▸ **Goal of the exercise**
Rewrite the material below from its beginning down through the line containing "628, 649, 724]]", including both ends and the requests. Multiply every box coordinate in the outputs by 0.85 and round each result to a whole number, with halves rounding up.

▸ **Extracted material**
• • • •

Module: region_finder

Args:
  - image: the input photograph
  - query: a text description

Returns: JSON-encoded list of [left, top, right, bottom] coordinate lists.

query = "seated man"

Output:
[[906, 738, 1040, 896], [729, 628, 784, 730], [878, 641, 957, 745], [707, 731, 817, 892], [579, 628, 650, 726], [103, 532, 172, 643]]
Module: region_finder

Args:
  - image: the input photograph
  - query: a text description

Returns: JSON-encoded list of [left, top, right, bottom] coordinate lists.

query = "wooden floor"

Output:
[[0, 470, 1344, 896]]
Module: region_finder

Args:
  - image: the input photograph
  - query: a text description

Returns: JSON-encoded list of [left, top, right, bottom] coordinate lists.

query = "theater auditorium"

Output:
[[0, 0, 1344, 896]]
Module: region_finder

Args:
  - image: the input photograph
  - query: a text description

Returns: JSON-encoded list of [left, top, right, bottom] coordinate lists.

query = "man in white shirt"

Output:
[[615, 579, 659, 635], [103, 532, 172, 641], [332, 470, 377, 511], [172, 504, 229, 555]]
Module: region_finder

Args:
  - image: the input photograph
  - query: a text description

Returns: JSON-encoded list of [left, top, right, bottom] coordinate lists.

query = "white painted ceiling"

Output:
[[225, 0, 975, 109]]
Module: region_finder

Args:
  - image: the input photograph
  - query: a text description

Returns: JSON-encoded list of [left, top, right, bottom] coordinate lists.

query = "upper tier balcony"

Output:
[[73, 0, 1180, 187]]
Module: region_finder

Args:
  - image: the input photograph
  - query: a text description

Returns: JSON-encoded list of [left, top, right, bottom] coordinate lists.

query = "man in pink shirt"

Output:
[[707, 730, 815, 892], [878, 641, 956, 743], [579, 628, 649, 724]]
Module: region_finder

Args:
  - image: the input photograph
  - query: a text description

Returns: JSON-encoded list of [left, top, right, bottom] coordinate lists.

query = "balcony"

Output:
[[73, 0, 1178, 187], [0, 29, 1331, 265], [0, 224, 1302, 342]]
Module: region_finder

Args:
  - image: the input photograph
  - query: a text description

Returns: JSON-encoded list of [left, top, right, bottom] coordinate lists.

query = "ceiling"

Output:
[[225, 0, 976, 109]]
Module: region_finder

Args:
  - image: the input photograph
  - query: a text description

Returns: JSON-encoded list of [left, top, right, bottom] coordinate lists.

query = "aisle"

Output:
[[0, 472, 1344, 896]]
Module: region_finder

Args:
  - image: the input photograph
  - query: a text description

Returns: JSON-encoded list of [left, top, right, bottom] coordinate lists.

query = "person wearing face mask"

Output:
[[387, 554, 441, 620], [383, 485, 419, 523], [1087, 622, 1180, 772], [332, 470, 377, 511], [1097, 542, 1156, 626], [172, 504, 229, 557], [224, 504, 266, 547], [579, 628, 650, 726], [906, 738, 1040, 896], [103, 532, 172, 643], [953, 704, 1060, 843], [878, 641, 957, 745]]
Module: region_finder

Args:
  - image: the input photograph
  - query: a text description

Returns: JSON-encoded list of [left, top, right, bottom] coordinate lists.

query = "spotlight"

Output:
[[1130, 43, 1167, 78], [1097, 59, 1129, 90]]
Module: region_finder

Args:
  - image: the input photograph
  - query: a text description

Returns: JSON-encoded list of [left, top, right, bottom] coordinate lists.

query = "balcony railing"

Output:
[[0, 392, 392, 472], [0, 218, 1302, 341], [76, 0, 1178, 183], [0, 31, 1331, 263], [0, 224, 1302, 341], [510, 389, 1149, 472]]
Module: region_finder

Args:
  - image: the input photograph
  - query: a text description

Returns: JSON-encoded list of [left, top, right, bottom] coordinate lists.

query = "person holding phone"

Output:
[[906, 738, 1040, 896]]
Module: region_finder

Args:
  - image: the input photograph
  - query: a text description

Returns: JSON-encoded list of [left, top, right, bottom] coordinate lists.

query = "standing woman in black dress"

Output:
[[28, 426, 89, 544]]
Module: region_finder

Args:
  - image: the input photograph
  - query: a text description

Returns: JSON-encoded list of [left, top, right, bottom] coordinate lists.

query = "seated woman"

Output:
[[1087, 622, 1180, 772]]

• • • •

▸ **Task response**
Module: region_finder

Args:
  - image: the input photograph
  - query: a text description

Returns: JSON-encoded list of [left, top, right, bottom] coordinate lists.

query = "seated man"

Output:
[[770, 627, 884, 762], [620, 534, 666, 621], [746, 545, 813, 633], [601, 621, 694, 758], [492, 534, 553, 617], [88, 452, 146, 547]]
Module: region_finder

Args:
  - image: the input photograph
  - query: a text description

Returns: JSON-encoded list of [left, top, right, bottom] coordinate lists.

query = "wooden floor"

Output:
[[0, 400, 1142, 762]]
Module: region_finder

Args:
  - image: the input photograph
  - query: a text description

Returns: JSON-encoded list of [left, top, right, bottom] coordinate lists.

query = "theater auditorium"

Output:
[[0, 0, 1142, 762]]
Module: region_finder

Args:
  - image: the input photograph
  - query: a text description

Returns: JSON-encoded list of [left, top, right, bottom] coordinate lists.

query = "man in white shirt"

Output:
[[523, 492, 560, 540], [88, 452, 146, 545], [282, 400, 320, 434], [146, 428, 195, 472]]
Module: region_finder

Args:
  - image: the input photograph
  - query: a text description

Returns: JSON-encoded list of [left, top, right, bottom] coordinate lists.

query = "white painted ceiling"

Output:
[[191, 0, 829, 93]]
Module: region_finder

Args:
  - image: the input photograph
  - query: a text description

Returns: JSON-encoded list of [left, top, right, bottom] coordinate lists.

query = "upper tier balcony"

Output:
[[62, 0, 1003, 159]]
Module: region_finder

Args:
  - image: the input photograph
  - query: a text description

Returns: JSON-encoded list of [left, top, right, bottom] coordinate lists.

query = "man in pink shirt"

Output:
[[601, 621, 693, 758], [746, 545, 813, 632], [492, 534, 552, 615]]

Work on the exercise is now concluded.